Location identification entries
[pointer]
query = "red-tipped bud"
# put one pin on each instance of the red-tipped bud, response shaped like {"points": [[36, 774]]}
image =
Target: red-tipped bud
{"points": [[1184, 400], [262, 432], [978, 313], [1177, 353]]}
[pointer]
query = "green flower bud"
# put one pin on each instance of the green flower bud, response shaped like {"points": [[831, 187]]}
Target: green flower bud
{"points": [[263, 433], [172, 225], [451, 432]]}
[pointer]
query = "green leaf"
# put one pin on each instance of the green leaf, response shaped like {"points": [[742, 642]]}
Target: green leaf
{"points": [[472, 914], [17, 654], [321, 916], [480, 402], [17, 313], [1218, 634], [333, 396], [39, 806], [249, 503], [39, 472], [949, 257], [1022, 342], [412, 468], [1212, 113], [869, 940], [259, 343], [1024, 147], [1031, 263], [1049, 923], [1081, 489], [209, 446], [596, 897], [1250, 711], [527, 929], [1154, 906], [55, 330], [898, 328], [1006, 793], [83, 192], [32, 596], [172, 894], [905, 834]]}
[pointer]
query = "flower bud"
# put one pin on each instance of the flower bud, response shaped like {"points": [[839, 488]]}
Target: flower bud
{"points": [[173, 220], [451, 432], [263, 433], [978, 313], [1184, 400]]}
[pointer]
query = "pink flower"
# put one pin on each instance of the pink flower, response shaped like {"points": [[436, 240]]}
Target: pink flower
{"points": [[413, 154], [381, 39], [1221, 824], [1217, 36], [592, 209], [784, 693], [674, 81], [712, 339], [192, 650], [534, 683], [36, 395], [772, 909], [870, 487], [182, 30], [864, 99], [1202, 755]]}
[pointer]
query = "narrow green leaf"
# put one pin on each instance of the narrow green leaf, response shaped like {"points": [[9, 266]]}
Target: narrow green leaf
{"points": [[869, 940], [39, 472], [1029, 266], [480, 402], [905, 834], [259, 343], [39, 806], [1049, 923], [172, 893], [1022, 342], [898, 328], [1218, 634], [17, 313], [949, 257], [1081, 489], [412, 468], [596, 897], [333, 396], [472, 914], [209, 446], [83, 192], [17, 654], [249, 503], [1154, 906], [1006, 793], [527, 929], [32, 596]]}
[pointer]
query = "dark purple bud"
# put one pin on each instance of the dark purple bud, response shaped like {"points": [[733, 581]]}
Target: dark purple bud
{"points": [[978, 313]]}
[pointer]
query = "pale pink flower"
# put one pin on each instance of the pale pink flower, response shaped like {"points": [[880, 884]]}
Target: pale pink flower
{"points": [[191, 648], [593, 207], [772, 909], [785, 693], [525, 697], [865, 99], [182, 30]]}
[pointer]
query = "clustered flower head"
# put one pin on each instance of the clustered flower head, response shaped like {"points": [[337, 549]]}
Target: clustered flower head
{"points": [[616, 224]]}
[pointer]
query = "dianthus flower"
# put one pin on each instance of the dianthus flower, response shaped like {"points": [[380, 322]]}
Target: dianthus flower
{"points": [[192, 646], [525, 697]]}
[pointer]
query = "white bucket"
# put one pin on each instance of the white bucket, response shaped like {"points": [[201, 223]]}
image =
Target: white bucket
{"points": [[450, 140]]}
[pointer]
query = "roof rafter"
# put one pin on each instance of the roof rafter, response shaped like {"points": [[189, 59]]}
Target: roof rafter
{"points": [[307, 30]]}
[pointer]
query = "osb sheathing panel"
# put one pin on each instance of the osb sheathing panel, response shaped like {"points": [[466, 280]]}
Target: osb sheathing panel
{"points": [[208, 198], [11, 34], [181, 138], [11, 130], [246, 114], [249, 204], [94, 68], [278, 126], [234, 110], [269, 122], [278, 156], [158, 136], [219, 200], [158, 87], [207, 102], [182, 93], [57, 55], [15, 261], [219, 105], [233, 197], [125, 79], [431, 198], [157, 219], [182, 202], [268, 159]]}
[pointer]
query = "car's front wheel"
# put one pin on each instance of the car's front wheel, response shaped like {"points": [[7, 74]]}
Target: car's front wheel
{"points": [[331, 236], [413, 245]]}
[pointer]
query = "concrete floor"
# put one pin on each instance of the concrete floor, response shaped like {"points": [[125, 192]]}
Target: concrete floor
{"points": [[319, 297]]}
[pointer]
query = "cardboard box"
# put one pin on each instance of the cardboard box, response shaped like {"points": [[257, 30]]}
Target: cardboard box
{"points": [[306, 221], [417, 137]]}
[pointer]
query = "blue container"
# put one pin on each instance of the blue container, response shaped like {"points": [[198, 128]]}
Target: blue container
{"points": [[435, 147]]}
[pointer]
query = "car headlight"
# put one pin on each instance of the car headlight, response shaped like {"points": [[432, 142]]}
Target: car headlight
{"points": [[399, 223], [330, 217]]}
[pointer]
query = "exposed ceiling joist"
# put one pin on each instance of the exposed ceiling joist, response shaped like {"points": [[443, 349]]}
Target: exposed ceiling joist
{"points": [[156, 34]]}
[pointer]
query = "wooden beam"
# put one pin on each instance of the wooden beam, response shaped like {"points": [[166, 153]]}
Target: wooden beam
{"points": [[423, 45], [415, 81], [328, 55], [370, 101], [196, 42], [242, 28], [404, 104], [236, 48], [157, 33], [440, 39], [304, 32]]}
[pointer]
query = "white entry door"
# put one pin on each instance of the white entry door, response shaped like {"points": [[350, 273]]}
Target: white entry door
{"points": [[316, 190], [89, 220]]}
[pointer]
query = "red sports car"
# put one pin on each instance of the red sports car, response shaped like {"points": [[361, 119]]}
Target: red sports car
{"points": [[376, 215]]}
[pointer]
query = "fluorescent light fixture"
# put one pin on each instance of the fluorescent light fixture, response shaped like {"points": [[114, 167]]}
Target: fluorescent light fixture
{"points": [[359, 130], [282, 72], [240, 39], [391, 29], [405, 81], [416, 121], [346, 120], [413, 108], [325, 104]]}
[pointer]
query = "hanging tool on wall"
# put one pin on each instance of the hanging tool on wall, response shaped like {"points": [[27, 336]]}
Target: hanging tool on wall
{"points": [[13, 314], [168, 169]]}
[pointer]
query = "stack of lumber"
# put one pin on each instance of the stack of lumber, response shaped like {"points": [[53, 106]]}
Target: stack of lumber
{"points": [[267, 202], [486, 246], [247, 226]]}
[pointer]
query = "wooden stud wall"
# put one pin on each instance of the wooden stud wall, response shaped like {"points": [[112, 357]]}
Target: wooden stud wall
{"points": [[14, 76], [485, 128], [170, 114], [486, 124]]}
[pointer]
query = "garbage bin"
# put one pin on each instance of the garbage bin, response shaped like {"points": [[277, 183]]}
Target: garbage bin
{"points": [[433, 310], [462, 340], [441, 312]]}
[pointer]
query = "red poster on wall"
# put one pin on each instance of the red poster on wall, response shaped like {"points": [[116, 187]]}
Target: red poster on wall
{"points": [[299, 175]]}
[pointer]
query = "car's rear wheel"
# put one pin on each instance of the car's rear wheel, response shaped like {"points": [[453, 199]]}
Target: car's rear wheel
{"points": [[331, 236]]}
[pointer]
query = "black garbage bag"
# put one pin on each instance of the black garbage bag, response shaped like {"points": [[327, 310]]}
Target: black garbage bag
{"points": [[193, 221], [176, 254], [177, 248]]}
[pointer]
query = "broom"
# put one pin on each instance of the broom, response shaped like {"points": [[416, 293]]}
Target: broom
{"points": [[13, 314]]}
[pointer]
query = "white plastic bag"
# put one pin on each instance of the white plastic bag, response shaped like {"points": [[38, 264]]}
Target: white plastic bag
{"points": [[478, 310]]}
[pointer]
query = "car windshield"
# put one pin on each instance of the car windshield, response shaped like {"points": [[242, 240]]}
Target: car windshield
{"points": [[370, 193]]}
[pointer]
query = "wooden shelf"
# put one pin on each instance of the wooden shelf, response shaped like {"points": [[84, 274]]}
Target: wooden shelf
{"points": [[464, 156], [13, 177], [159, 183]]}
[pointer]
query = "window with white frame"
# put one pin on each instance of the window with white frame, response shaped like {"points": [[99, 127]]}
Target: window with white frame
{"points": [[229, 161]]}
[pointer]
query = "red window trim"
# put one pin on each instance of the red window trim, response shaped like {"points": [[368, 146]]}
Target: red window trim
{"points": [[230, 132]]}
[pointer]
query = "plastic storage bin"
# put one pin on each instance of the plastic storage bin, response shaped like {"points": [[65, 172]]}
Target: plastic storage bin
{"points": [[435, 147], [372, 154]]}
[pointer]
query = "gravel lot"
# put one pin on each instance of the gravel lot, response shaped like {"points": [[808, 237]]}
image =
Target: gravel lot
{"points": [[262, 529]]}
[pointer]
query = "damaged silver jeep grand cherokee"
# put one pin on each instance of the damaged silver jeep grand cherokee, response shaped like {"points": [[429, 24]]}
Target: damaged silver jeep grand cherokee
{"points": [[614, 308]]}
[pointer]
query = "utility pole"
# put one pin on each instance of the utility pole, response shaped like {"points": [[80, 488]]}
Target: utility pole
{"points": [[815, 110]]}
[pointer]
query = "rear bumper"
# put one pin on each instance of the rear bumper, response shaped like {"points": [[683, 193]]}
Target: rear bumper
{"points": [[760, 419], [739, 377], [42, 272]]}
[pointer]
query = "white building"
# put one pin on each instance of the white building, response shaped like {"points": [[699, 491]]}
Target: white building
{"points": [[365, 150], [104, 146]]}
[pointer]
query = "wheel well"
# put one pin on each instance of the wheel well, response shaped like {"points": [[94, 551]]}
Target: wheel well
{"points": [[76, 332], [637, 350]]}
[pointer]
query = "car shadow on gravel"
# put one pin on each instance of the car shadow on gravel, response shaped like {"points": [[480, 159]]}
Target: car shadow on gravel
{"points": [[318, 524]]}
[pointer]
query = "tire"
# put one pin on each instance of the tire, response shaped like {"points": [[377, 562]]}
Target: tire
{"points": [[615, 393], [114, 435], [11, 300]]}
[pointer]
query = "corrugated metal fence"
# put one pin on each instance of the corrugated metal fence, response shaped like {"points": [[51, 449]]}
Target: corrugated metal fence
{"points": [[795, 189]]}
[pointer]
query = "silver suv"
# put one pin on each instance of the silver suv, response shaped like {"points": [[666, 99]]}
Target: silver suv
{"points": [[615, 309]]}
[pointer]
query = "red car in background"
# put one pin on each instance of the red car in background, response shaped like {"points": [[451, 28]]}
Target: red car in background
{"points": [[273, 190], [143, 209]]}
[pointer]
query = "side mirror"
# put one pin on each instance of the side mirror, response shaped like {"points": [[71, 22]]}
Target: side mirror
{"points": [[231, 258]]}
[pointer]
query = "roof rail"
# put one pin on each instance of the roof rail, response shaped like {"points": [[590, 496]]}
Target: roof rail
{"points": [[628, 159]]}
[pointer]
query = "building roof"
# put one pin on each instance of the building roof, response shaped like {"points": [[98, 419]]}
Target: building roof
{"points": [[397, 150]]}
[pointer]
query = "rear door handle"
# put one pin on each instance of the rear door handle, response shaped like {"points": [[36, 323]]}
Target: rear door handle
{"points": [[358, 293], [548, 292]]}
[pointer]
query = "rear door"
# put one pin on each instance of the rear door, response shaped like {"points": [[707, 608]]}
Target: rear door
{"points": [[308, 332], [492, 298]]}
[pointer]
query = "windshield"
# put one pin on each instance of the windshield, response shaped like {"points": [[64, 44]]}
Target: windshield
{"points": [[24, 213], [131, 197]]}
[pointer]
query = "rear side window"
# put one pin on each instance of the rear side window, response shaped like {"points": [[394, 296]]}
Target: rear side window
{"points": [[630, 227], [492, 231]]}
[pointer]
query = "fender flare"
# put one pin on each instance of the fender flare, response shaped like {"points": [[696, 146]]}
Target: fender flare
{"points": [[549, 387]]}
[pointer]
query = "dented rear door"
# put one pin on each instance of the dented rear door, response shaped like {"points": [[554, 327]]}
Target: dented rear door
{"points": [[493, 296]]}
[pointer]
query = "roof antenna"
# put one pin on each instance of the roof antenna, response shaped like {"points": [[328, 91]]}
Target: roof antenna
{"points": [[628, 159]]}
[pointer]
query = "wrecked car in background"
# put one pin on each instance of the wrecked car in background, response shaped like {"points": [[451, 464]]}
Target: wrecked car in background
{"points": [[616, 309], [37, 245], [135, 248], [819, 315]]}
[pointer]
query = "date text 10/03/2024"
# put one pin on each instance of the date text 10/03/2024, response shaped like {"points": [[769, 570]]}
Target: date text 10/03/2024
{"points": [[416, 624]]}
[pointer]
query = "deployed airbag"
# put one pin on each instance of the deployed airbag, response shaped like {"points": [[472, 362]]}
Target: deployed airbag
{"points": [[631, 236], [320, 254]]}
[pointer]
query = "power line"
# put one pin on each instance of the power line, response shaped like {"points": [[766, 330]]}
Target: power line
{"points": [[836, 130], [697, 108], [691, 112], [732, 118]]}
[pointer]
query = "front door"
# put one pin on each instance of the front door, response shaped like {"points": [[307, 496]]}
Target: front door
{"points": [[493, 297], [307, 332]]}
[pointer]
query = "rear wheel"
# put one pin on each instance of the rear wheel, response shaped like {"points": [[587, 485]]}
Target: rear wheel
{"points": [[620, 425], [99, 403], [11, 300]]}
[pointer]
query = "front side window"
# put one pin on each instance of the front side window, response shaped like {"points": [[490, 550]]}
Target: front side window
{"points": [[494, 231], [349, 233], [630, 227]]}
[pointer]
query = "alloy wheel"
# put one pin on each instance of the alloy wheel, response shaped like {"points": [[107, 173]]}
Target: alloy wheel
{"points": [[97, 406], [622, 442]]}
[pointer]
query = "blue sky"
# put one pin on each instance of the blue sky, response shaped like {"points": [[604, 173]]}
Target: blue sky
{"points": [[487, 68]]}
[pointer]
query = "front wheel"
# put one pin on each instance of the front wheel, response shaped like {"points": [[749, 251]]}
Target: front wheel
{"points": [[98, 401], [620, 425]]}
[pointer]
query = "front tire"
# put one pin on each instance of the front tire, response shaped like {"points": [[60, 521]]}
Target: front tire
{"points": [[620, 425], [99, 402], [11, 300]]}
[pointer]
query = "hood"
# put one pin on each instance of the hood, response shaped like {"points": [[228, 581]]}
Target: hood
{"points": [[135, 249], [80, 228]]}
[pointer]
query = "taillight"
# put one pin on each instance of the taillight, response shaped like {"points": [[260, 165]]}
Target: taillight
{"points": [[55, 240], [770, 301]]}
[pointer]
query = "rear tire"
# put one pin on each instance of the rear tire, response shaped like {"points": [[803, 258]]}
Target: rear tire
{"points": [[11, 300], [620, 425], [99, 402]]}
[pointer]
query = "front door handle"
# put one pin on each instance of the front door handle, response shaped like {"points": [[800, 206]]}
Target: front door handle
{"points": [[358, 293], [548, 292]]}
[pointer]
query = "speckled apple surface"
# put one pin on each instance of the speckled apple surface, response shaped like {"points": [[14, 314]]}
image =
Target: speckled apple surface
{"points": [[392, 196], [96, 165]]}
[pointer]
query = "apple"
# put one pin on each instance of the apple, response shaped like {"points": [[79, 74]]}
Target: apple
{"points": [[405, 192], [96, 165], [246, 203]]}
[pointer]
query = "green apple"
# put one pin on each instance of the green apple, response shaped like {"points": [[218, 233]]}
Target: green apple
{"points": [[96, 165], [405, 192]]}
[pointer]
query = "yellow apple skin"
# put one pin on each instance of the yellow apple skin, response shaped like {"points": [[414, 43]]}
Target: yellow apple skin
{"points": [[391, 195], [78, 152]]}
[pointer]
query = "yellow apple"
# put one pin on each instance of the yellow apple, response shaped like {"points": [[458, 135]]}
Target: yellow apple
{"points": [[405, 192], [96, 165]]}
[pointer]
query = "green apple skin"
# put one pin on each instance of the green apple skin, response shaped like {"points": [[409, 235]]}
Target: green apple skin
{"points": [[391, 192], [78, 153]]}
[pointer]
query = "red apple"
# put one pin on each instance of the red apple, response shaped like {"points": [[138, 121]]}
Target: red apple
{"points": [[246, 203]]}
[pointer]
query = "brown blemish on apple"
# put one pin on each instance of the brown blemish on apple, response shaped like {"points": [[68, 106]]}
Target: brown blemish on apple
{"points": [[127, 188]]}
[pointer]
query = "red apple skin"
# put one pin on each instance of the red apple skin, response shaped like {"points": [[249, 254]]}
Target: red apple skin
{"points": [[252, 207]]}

TASK REQUIREMENTS → Pull out every line of the records above that contains the word "flare". Copy each of those lines in full.

RESULT FOR THIS TASK →
query = "fender flare"
# put one pin on each instance of the fender flare, response shaped like {"points": [[696, 146]]}
Target: fender flare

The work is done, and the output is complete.